Task instructions
Show every line in the listing below that contains the word "microphone", copying each such line in full.

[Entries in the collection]
━━━
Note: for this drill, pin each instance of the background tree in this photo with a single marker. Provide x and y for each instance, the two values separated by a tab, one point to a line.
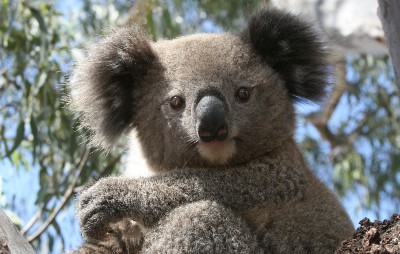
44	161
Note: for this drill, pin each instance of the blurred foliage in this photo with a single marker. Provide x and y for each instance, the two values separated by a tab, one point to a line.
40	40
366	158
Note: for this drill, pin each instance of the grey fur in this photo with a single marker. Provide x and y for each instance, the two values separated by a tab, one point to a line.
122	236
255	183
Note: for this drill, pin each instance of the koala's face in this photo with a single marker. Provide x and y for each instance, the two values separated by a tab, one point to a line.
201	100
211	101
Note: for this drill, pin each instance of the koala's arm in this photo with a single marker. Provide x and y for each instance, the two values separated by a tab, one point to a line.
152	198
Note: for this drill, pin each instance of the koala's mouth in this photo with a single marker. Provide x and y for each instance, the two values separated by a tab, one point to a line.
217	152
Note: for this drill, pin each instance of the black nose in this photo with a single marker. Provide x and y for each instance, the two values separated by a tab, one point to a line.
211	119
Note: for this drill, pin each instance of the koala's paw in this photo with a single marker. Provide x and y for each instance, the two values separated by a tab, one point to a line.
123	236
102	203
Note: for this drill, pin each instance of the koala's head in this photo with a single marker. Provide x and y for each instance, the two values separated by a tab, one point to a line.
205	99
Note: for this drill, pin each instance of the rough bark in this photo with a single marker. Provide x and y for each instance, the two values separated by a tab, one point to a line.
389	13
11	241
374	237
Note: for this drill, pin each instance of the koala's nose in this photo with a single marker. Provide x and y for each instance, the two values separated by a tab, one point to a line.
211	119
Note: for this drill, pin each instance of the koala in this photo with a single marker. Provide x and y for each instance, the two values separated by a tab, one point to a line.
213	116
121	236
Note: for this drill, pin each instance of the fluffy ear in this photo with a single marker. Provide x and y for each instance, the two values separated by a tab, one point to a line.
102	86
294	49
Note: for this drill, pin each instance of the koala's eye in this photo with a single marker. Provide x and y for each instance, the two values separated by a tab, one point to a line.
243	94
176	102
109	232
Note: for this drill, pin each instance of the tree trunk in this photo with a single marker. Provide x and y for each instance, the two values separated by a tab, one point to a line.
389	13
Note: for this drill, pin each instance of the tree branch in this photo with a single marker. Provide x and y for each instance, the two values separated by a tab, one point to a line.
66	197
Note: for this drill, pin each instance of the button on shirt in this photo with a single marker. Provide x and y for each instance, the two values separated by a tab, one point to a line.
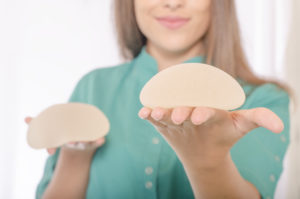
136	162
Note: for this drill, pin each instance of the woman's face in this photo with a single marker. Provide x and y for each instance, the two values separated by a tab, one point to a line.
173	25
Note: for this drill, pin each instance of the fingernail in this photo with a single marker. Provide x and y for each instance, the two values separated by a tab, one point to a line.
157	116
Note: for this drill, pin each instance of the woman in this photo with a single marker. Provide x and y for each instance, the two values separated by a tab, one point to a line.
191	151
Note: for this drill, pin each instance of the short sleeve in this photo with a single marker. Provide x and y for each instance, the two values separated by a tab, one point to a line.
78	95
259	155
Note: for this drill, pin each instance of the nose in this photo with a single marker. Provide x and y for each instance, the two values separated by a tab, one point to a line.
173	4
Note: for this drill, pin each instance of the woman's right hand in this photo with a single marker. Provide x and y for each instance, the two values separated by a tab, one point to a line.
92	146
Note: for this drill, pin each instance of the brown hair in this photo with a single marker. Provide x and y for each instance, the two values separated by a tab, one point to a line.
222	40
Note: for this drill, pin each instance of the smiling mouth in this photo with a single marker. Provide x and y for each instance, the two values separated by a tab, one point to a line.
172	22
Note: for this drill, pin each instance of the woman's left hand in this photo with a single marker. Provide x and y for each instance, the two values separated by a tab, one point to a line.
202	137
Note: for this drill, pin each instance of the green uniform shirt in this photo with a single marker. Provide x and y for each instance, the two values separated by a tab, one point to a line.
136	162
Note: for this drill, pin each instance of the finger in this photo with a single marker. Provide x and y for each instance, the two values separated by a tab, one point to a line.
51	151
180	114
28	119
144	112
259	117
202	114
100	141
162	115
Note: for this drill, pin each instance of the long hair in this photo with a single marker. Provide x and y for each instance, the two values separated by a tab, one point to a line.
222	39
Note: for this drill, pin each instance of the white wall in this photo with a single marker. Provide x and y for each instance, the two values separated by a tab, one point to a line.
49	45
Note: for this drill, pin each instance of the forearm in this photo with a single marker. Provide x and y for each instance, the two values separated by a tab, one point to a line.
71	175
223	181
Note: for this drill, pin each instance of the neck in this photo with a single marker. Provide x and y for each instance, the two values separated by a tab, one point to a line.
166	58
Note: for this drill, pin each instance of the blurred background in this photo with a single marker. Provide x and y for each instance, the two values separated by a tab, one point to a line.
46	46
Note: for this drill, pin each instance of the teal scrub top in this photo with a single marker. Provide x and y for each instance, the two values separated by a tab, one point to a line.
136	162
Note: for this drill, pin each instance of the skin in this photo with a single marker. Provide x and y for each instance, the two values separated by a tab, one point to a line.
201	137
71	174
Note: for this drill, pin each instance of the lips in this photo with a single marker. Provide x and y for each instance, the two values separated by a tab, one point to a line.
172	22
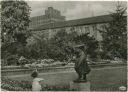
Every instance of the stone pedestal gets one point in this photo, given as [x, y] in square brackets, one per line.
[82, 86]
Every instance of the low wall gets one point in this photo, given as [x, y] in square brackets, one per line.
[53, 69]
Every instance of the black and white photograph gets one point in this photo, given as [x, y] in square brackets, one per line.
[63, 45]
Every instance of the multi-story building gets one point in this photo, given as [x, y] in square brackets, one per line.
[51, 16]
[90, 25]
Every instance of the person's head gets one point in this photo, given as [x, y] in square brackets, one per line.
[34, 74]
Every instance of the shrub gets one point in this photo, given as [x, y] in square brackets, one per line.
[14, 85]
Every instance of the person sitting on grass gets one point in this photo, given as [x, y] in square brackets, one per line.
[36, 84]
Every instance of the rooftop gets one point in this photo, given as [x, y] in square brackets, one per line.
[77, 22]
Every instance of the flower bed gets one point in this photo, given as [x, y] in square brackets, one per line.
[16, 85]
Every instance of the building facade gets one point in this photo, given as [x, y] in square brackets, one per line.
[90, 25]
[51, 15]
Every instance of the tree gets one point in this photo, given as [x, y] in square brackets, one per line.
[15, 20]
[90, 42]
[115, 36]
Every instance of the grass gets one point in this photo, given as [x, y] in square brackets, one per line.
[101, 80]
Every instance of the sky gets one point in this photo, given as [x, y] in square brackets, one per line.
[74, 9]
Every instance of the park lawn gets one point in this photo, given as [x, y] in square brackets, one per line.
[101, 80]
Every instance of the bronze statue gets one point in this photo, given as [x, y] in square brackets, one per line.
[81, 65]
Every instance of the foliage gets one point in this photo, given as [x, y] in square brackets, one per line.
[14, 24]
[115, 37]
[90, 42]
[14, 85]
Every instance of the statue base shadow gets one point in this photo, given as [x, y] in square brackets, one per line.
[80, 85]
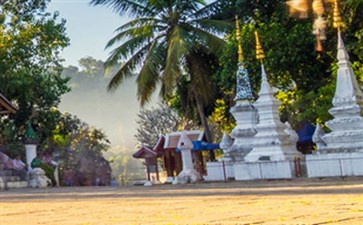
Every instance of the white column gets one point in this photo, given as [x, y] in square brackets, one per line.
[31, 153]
━━━
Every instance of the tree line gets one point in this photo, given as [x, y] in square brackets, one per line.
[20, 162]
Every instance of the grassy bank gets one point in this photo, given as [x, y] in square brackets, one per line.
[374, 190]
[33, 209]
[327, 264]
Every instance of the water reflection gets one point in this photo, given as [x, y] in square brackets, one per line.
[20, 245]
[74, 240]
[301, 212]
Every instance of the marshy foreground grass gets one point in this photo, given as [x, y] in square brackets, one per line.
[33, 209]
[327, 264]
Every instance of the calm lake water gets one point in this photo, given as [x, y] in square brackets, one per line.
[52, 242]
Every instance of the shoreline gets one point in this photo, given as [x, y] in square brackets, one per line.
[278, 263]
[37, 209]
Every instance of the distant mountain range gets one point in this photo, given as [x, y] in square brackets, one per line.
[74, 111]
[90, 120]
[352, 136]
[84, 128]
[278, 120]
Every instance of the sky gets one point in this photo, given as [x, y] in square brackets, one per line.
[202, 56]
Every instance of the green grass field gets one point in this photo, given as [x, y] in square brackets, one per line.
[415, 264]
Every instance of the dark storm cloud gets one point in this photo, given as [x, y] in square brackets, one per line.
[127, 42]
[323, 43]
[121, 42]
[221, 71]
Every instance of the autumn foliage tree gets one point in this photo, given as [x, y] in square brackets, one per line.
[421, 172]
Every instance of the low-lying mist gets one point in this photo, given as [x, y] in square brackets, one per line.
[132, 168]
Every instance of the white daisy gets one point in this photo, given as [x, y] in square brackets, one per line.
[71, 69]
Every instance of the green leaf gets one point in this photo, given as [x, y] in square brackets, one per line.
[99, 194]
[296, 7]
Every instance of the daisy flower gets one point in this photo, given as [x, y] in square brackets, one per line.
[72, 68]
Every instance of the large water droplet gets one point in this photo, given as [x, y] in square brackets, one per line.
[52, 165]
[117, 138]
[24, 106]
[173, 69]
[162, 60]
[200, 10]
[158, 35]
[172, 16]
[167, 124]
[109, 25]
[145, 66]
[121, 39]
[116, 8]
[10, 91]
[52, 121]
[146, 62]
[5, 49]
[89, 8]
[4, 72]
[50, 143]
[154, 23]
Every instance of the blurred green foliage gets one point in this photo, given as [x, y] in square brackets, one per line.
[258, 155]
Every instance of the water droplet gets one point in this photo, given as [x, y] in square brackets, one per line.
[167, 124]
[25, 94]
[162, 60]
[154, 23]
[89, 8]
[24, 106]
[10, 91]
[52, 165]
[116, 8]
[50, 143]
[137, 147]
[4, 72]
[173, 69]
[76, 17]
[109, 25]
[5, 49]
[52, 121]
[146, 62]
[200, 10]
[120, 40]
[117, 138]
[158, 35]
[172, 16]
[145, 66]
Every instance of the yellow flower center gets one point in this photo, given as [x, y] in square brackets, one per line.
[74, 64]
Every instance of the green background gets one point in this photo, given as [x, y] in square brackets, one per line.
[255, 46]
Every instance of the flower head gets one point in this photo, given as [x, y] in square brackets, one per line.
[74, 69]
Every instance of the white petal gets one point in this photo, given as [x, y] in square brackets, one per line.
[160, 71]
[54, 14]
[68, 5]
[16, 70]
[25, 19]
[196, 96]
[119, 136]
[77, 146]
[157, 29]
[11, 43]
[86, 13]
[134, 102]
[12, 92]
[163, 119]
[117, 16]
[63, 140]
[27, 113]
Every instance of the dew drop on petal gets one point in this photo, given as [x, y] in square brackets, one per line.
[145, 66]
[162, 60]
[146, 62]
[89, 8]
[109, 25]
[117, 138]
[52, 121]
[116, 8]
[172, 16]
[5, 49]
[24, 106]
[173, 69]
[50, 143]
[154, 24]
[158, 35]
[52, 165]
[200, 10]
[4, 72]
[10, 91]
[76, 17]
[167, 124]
━━━
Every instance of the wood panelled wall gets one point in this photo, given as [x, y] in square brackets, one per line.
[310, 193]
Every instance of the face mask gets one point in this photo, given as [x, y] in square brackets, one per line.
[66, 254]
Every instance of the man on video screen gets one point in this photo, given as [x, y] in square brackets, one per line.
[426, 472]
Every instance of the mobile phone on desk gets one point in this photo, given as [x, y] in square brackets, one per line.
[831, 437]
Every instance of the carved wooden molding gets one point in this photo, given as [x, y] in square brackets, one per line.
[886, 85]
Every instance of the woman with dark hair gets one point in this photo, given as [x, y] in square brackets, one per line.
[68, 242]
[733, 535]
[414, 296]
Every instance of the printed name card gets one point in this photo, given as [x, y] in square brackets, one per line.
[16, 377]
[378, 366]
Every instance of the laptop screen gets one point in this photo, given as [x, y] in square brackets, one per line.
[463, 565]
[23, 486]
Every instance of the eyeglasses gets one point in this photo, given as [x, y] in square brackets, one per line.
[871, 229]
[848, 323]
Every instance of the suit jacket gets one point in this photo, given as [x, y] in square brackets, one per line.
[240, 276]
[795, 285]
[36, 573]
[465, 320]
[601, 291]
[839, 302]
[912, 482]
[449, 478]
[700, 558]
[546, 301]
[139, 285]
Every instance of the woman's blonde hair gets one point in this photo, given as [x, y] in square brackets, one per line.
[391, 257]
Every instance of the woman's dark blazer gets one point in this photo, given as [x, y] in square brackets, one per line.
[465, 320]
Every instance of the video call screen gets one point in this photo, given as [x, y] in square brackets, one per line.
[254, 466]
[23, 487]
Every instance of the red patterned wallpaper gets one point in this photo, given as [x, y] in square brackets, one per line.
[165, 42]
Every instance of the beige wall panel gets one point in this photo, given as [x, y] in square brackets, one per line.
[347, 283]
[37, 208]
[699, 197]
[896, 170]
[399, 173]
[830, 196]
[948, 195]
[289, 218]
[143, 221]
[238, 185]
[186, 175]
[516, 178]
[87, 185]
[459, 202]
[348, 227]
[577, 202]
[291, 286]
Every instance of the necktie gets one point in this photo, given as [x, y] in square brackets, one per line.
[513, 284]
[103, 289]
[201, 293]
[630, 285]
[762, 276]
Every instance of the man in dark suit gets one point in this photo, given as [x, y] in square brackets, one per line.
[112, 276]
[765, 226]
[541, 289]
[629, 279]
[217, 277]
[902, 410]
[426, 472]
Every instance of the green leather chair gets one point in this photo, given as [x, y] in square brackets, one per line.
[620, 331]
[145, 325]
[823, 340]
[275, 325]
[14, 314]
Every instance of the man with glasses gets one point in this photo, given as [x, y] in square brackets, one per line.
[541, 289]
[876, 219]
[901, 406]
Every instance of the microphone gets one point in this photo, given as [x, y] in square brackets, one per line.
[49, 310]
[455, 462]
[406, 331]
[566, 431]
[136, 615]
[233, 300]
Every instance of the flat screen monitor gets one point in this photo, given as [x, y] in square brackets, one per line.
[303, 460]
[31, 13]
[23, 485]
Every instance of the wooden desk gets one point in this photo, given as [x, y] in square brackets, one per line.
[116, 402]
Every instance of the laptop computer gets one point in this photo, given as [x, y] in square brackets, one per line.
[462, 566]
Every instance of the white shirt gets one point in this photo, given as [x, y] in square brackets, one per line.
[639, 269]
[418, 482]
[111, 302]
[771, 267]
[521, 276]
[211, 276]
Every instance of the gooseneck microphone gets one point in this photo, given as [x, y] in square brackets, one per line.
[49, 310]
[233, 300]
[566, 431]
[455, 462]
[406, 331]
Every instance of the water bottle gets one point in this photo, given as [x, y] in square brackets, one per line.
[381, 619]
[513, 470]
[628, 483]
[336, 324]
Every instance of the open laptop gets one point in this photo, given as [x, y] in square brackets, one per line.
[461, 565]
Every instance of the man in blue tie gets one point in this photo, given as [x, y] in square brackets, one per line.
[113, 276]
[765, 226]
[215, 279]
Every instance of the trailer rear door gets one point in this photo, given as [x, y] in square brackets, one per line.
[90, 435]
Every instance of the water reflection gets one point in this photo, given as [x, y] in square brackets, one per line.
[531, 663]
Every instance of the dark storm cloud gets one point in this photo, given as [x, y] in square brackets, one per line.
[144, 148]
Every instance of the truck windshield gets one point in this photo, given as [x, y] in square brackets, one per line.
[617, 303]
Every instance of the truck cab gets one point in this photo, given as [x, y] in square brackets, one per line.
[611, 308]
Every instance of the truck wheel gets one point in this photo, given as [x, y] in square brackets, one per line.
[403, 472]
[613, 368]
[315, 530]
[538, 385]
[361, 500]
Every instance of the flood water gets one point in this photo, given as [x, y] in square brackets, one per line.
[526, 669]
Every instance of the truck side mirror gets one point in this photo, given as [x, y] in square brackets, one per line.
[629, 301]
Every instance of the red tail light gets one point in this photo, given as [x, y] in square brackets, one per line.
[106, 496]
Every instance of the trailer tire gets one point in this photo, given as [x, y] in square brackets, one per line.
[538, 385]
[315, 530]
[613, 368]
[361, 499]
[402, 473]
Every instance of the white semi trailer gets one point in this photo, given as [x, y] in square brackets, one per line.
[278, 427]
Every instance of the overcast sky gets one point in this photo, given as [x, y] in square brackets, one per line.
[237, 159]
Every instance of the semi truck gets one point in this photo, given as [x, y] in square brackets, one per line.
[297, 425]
━━━
Result below
Every instance of the microphone gets one point in this photo, given as [x, y] in square brackets, one per line.
Every instance of the gooseneck microphone gets one point in this photo, given as [x, y] in square brackets, one per line.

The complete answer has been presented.